[EXERCISE BRIEF] Write out the part of the material that opens with the line containing "the portrait of man in vest" and closes with the line containing "<point>391,380</point>", changing each "portrait" to "painting" and keeping everything else the same.
-- BEGIN SOURCE RECORDS --
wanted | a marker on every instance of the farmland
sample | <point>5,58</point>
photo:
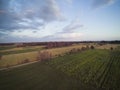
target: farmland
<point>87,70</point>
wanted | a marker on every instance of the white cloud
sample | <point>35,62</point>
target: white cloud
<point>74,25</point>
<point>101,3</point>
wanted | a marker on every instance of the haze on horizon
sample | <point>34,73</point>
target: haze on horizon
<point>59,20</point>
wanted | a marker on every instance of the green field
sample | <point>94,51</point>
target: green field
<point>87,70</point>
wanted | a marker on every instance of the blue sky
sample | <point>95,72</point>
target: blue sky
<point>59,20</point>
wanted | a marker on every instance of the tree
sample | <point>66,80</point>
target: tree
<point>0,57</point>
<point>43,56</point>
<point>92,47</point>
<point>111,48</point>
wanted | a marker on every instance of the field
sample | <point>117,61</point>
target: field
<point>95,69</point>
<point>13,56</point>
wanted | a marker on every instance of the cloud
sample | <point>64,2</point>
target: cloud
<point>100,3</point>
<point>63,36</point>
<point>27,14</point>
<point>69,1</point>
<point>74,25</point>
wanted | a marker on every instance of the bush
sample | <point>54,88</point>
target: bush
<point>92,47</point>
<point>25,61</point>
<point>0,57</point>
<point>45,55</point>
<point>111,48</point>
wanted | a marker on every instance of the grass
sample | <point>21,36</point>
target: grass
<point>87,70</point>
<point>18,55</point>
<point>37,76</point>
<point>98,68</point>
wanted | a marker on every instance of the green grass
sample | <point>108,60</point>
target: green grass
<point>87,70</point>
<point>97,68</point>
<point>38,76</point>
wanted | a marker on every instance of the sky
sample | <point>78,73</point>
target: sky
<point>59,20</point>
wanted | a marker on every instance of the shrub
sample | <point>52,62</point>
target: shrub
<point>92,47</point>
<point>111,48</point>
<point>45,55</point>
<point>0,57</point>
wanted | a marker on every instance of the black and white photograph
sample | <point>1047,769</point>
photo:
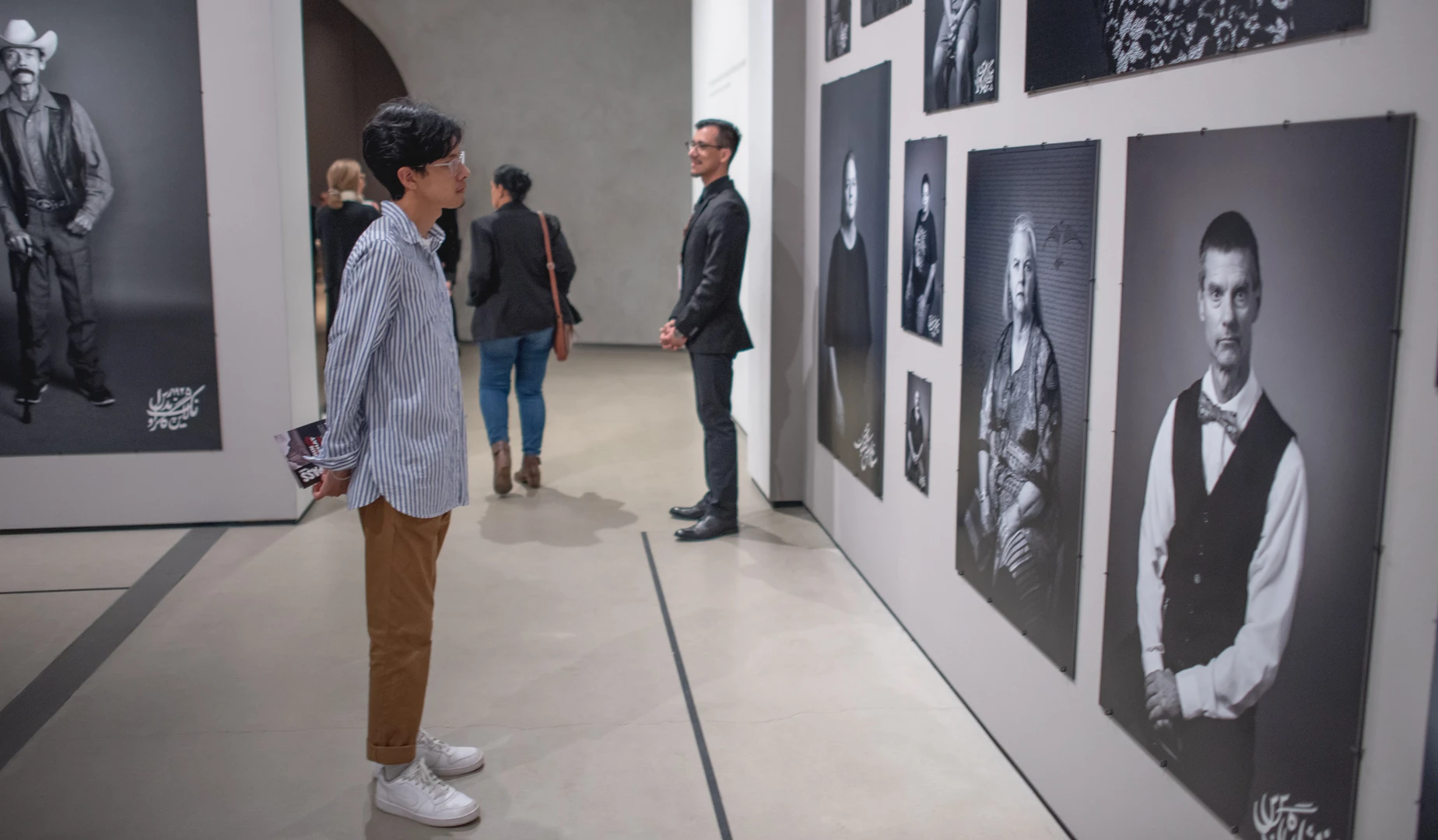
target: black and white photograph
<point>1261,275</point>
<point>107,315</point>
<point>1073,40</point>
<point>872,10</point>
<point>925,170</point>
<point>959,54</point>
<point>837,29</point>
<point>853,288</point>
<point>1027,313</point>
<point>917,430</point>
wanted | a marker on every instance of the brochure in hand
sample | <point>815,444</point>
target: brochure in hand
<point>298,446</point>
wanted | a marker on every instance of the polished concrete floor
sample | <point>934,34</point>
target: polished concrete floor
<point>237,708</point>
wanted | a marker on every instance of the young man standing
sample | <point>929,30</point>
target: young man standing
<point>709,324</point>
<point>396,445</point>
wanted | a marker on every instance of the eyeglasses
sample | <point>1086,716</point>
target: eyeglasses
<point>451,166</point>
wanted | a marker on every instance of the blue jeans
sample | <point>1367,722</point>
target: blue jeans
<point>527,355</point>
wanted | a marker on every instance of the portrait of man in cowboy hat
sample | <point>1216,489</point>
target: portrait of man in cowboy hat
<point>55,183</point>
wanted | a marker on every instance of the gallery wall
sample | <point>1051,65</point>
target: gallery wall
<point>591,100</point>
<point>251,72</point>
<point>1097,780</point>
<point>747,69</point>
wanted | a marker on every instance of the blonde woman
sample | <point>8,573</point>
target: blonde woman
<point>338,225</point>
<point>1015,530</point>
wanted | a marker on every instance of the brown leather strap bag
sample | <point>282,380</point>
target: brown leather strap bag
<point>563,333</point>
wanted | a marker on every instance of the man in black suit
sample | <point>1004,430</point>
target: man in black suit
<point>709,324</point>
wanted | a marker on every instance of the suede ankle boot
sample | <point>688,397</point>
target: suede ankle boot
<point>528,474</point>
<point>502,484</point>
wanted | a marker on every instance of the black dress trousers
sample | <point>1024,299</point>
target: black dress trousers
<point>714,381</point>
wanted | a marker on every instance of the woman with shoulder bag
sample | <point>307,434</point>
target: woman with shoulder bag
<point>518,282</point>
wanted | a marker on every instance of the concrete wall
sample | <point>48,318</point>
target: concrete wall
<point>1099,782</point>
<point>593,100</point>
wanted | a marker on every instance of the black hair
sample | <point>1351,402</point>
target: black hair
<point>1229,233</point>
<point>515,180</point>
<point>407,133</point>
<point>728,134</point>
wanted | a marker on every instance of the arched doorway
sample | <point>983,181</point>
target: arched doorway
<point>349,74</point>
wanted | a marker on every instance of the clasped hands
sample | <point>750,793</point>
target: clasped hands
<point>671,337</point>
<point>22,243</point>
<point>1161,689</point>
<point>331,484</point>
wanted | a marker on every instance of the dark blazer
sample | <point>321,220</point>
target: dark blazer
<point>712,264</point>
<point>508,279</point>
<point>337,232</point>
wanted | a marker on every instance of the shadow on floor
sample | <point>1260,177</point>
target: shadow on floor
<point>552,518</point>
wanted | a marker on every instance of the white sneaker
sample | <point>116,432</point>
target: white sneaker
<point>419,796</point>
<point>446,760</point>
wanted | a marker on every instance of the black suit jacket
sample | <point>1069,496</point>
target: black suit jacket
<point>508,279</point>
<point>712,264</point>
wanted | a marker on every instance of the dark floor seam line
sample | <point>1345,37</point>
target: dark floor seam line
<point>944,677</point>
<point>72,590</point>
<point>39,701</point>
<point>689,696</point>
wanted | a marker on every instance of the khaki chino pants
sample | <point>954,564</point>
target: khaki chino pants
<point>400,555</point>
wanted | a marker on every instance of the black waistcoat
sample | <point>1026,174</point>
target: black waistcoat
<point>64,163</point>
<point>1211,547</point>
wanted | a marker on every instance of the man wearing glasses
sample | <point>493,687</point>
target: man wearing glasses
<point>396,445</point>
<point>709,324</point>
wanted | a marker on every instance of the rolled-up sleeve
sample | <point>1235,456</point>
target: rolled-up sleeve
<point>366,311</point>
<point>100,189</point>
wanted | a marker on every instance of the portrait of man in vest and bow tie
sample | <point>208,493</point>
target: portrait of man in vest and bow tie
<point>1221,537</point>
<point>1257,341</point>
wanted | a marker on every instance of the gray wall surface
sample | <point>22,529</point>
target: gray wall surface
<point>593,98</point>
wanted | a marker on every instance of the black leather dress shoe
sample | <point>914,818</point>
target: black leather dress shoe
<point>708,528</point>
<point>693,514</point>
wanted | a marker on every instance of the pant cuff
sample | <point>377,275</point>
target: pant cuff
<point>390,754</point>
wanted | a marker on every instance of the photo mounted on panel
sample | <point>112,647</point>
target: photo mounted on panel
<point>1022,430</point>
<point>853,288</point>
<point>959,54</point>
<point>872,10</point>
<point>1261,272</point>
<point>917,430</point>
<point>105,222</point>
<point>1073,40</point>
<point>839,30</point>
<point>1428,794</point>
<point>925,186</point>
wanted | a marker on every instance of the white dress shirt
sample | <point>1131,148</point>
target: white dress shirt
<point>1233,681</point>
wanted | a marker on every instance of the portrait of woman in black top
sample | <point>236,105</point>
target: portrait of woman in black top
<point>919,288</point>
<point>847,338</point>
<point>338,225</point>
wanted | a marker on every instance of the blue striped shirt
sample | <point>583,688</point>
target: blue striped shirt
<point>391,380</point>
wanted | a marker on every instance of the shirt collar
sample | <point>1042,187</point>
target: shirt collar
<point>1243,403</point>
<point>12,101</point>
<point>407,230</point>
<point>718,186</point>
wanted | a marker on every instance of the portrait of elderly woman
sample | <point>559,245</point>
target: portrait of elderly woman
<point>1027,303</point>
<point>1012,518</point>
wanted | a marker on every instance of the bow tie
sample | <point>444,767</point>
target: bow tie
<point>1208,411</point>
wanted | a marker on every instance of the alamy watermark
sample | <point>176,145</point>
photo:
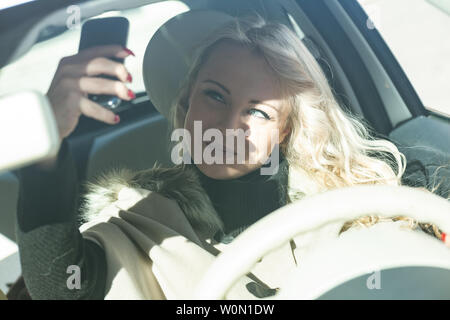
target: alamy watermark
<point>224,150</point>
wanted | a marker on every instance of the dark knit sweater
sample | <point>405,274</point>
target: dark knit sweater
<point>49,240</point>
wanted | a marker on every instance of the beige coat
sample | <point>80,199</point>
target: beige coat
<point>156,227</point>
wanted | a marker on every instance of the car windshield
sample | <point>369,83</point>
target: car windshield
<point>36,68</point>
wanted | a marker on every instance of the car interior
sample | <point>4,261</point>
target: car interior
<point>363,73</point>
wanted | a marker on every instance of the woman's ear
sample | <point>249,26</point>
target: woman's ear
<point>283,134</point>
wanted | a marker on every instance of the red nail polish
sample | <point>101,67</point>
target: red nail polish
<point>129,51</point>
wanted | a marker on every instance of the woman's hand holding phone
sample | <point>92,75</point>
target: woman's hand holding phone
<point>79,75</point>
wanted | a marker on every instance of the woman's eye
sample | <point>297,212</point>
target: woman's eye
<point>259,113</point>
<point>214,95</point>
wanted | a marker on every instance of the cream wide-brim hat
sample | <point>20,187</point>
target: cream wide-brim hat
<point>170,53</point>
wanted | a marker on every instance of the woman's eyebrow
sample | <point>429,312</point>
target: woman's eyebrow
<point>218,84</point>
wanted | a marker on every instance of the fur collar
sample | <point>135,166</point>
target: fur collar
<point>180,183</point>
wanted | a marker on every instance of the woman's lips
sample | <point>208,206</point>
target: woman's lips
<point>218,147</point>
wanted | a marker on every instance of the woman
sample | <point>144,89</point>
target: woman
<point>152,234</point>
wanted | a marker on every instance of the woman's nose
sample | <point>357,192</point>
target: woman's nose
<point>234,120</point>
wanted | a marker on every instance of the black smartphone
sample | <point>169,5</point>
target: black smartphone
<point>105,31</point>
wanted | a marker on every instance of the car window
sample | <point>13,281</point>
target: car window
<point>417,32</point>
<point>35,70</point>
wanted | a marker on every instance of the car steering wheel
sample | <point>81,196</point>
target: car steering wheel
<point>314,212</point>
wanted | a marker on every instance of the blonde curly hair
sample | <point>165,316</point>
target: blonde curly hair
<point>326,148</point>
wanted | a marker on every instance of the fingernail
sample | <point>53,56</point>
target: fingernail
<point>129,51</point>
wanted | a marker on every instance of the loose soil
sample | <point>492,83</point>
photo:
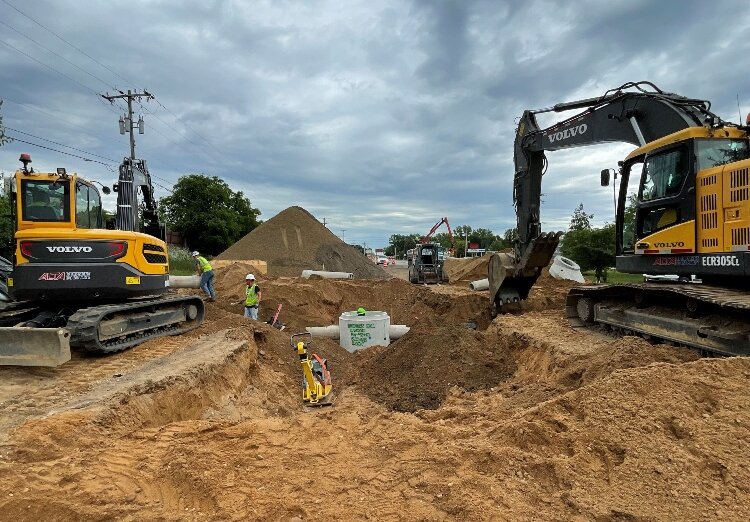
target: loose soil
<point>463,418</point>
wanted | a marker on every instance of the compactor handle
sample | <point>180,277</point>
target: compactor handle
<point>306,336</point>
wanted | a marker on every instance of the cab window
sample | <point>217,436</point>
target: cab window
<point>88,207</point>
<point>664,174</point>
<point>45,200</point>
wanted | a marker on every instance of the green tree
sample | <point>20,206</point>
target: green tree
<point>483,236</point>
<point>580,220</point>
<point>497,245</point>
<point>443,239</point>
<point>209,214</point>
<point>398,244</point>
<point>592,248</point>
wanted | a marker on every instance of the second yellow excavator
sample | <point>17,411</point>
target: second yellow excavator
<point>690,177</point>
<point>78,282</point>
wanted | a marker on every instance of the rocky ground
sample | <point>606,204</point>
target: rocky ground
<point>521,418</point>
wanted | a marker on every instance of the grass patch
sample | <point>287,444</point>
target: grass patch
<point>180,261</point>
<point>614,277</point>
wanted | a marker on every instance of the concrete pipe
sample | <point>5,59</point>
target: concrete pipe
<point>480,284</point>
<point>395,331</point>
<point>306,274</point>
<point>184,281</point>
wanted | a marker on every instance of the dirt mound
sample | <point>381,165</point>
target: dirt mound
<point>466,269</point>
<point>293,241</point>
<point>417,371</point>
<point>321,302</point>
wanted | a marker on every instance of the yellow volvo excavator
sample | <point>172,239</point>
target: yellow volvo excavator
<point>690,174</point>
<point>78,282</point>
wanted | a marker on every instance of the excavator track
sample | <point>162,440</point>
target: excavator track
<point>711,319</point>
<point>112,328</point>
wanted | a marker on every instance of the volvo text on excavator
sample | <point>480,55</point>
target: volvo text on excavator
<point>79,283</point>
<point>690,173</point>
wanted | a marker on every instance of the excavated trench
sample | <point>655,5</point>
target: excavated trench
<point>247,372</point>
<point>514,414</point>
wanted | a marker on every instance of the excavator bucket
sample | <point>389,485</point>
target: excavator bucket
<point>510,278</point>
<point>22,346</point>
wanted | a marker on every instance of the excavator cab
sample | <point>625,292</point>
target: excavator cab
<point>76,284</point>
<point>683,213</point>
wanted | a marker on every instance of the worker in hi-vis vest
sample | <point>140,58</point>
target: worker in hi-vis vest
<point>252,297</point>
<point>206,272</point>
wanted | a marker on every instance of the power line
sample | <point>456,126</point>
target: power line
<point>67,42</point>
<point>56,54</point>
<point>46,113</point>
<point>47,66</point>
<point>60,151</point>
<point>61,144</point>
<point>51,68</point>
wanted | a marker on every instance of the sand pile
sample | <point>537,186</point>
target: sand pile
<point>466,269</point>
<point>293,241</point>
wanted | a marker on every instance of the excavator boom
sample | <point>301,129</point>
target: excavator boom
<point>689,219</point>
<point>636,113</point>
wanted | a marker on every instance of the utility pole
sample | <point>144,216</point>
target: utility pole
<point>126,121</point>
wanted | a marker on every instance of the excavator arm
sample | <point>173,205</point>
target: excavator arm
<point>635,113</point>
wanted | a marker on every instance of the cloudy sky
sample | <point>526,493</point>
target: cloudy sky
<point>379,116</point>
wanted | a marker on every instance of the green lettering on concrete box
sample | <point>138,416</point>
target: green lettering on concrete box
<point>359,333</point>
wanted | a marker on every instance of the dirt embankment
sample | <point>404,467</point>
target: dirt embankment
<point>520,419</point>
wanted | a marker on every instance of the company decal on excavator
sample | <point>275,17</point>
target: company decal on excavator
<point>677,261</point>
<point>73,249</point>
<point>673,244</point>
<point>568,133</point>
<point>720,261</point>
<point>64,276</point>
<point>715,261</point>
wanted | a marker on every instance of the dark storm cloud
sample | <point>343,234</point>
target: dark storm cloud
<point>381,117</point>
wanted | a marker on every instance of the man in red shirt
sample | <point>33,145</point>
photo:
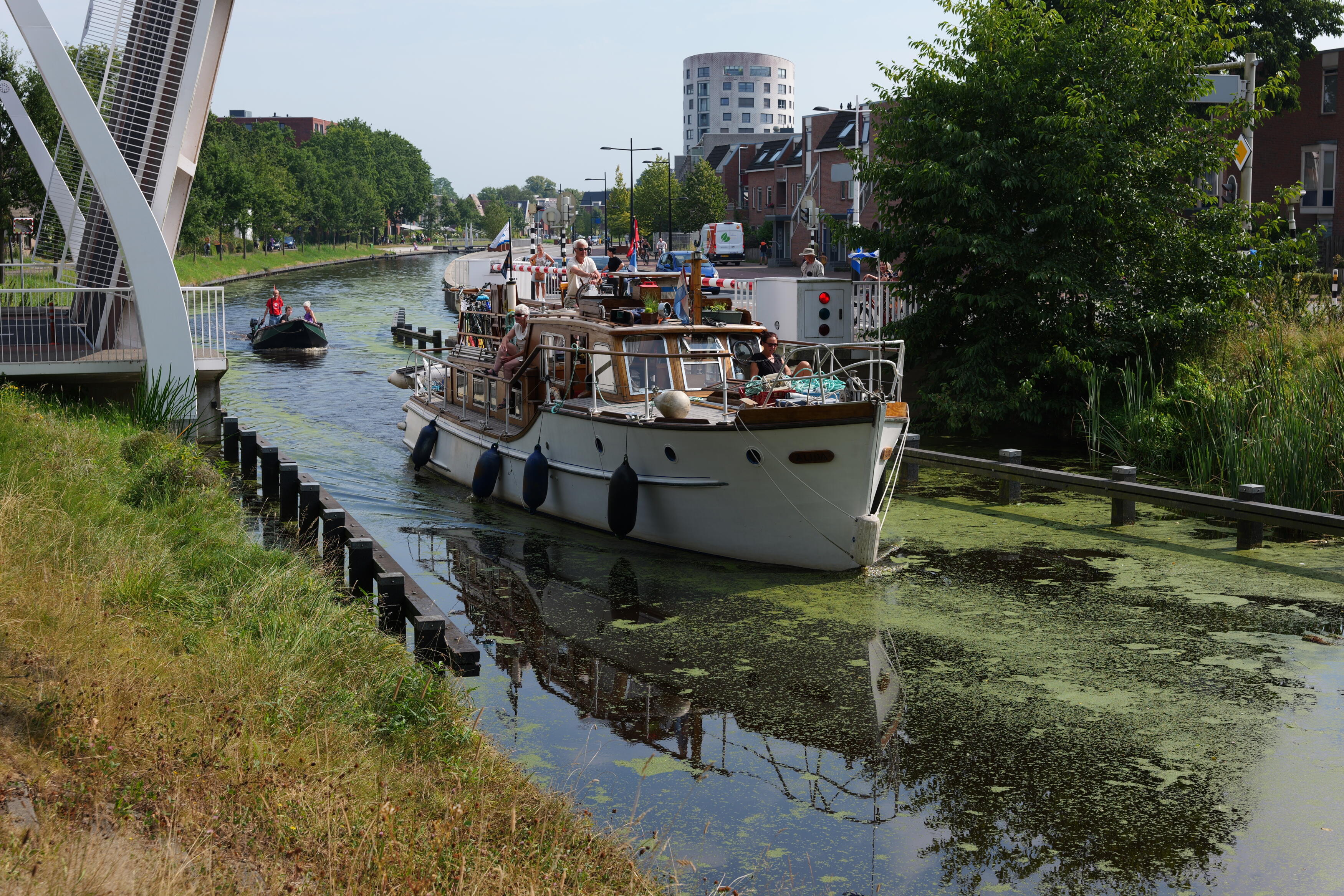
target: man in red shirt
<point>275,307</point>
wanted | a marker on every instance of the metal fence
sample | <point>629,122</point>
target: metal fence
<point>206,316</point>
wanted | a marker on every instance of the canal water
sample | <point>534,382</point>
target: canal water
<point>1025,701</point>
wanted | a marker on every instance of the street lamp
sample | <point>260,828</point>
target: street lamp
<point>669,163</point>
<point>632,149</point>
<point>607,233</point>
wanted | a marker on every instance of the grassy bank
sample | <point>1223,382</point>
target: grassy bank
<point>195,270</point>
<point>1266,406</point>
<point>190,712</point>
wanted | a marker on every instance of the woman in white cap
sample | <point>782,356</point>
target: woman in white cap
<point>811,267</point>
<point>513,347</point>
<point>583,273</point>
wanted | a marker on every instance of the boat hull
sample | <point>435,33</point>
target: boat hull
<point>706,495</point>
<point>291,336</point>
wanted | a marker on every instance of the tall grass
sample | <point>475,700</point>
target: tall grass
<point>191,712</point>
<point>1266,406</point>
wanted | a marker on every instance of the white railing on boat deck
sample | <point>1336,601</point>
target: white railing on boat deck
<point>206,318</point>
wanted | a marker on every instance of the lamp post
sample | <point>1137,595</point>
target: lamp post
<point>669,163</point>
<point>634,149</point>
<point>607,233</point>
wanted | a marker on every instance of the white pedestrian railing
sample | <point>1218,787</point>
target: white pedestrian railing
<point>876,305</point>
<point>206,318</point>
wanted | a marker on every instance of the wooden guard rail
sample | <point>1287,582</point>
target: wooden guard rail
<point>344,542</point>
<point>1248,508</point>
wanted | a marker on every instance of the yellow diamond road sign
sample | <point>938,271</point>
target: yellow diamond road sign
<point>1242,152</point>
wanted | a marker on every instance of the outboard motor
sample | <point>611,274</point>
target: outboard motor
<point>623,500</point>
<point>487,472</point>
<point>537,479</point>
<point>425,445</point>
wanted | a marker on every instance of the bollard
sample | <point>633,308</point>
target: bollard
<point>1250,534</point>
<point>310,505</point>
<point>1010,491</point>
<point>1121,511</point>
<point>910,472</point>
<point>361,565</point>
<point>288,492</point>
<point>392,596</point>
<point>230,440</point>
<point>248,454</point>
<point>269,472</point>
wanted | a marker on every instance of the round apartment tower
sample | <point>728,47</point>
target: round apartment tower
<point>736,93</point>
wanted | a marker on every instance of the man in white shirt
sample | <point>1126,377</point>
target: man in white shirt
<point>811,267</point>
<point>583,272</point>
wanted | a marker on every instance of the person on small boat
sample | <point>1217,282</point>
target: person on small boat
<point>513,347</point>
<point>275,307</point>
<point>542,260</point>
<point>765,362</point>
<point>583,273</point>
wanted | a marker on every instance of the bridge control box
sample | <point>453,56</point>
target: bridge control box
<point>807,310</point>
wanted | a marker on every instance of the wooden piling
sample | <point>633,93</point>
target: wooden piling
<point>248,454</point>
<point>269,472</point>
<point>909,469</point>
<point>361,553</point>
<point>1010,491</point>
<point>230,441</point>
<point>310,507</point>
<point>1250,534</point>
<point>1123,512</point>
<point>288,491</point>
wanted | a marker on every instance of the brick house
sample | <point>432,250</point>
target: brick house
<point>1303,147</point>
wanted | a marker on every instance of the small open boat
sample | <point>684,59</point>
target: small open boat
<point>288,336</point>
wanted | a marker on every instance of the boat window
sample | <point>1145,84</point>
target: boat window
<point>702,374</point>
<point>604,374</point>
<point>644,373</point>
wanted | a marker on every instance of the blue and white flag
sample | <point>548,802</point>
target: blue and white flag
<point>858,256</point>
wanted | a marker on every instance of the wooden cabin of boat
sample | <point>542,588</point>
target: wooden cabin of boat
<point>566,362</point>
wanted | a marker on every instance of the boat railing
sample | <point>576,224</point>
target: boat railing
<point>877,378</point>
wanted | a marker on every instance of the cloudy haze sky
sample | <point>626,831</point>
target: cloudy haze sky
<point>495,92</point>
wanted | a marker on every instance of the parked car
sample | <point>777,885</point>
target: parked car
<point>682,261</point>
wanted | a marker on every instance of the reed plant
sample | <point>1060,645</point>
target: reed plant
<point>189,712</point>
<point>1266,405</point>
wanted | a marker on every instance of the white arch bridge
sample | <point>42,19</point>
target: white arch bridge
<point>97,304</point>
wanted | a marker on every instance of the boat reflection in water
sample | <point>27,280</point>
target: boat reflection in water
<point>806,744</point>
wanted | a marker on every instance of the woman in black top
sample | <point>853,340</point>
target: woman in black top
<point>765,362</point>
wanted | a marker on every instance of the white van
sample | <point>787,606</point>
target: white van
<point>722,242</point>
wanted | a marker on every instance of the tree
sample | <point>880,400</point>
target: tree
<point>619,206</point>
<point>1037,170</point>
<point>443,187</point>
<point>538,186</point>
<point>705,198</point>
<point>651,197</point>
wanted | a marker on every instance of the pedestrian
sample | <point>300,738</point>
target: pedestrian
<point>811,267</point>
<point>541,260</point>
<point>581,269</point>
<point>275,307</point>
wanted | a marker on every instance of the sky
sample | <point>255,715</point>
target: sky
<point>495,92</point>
-- END SOURCE RECORDS --
[WRITTEN REPLY]
wanted | a marker on every instance of the painting of man in vest and bow tie
sample | <point>208,493</point>
target: painting of man in vest and bow tie
<point>1221,537</point>
<point>1257,341</point>
wanted | a marker on every instance of the gray wall surface
sample | <point>22,529</point>
target: gray wall surface
<point>593,98</point>
wanted | a marker on every instance of the black leather dress shoe
sample | <point>914,818</point>
target: black leather dress shoe
<point>708,528</point>
<point>693,514</point>
wanted | a marker on every instance of the pant cuff
sample | <point>377,275</point>
target: pant cuff
<point>390,754</point>
wanted | a marker on every instance of the photo mounted on panel
sample | <point>112,647</point>
target: photo mounted on panel
<point>1022,430</point>
<point>853,288</point>
<point>959,54</point>
<point>872,10</point>
<point>1261,272</point>
<point>917,430</point>
<point>105,222</point>
<point>1073,40</point>
<point>839,30</point>
<point>1428,794</point>
<point>925,186</point>
wanted | a marker on every instance of the white dress shirt
sample | <point>1131,148</point>
target: white dress shirt
<point>1233,681</point>
wanted | a marker on every instance of the painting of woman in black top
sample | <point>236,105</point>
target: painting of woman in black top
<point>919,288</point>
<point>847,338</point>
<point>338,225</point>
wanted | a marker on every instance of the blue striped shirt
sample | <point>583,688</point>
target: blue striped shirt
<point>391,380</point>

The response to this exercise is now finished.